He begins with an expression of the delight he experienced on receiving the news that the Gallican bishops had condemned the notorious Sirmian formula. He praises the constancy of their faith.

He then mentions that he has received from certain of their number a request that he would furnish them with an account of the creeds which had been composed in the East. He modestly accedes to this request beseeching his readers not to criticise his letter until they have read the whole letter and mastered the complete argument. His aim throughout is to frustrate the heretic and assist the Catholic.

In the first or historical division of the letter he promises a transcription, with explanations, of all the creeds drawn up since the Council of Νιχͅα. He protests that he is not responsible for any statement contained in these creeds, and leaves his readers to judge of their orthodoxy.

## Given data
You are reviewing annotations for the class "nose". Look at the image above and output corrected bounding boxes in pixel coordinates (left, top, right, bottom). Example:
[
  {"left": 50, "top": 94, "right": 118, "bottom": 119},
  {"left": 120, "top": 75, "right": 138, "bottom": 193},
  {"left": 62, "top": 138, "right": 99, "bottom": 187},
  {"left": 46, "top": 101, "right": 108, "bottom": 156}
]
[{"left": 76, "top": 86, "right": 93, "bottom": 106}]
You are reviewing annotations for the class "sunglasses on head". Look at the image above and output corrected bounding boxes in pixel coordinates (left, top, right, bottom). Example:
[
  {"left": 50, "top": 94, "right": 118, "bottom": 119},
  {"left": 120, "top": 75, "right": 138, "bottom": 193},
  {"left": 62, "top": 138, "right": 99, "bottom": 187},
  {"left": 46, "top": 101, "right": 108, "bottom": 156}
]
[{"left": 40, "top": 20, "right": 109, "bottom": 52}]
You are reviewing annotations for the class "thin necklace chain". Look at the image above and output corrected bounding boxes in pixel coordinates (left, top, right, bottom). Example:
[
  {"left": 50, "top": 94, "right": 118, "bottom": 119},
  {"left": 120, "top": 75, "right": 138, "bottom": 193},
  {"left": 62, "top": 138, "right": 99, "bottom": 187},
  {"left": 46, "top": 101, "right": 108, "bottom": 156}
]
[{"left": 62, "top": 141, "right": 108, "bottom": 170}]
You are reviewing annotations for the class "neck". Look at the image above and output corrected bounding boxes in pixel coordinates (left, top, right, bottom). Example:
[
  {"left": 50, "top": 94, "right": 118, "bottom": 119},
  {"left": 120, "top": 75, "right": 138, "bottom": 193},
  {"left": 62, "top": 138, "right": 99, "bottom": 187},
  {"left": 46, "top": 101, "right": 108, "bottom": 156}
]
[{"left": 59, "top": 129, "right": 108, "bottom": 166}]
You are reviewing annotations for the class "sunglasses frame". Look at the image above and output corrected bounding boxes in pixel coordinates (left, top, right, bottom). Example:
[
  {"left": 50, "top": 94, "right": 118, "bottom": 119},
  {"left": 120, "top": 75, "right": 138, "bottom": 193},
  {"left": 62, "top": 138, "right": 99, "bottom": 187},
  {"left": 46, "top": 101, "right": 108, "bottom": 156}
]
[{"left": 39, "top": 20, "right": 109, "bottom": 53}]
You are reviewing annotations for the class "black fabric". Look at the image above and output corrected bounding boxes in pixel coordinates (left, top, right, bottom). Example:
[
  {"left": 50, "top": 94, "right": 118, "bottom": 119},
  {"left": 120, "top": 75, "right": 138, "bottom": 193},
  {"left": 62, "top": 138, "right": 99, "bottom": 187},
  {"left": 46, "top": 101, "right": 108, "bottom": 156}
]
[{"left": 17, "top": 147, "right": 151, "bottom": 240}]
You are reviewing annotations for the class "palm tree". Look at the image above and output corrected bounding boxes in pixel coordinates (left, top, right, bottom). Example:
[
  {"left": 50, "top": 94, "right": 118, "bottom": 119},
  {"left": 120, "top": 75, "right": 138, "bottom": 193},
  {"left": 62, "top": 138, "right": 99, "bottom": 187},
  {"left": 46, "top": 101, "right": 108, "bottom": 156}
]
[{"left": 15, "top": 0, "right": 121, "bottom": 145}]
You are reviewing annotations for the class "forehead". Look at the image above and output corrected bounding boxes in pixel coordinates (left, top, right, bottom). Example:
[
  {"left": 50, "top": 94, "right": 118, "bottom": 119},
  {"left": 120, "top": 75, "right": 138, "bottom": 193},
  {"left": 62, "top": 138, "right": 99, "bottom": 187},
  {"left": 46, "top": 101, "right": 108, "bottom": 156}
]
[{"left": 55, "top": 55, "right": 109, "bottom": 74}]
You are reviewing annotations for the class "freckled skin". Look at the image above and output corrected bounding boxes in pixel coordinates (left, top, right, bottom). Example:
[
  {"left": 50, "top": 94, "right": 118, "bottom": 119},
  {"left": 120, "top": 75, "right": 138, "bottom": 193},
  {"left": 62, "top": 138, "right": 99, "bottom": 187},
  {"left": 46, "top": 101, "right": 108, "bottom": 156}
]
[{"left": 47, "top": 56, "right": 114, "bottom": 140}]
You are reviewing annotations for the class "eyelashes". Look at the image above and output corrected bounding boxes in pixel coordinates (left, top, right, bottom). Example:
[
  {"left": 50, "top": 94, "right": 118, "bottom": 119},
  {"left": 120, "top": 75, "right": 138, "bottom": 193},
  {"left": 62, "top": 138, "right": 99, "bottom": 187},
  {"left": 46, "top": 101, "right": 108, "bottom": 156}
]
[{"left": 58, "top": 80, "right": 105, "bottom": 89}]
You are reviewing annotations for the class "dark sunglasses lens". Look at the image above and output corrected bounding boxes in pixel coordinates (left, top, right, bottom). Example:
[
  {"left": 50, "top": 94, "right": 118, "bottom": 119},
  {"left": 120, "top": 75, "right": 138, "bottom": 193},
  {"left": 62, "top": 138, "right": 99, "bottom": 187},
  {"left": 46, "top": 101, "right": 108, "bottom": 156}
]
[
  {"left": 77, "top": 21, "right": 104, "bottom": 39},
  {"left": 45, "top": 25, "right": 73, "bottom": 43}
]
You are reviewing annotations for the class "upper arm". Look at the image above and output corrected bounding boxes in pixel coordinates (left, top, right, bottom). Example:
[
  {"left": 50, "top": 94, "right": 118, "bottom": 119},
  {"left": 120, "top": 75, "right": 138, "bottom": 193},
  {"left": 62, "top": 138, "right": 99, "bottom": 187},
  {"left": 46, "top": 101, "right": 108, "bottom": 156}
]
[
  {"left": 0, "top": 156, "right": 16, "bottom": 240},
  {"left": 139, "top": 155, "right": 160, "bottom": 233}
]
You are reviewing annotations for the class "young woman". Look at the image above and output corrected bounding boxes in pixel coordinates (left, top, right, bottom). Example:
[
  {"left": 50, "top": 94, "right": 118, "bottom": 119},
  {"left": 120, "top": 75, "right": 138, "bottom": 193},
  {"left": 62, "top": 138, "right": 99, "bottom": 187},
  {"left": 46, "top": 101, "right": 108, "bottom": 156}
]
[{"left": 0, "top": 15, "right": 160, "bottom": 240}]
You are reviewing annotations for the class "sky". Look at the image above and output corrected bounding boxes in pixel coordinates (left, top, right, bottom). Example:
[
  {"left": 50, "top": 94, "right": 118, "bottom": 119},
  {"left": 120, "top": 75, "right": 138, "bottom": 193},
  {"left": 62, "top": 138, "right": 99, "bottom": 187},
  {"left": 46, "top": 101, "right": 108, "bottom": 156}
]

## Requests
a) According to the summary of the letter, what formula had the Gallican bishops condemned?
b) Return every line of the records that contains the string "sunglasses", matching case exactly.

## Responses in order
a) The notorious Sirmian formula.

b)
You are reviewing annotations for the class "sunglasses on head". Look at the image above and output corrected bounding boxes in pixel coordinates (left, top, right, bottom). Example:
You are reviewing annotations for the class "sunglasses frame". Look at the image above and output corrected bounding boxes in pixel coordinates (left, top, right, bottom). Example:
You are reviewing annotations for the class "dark sunglasses lens". Look at the image above and output corrected bounding boxes in pixel coordinates (left, top, right, bottom). Example:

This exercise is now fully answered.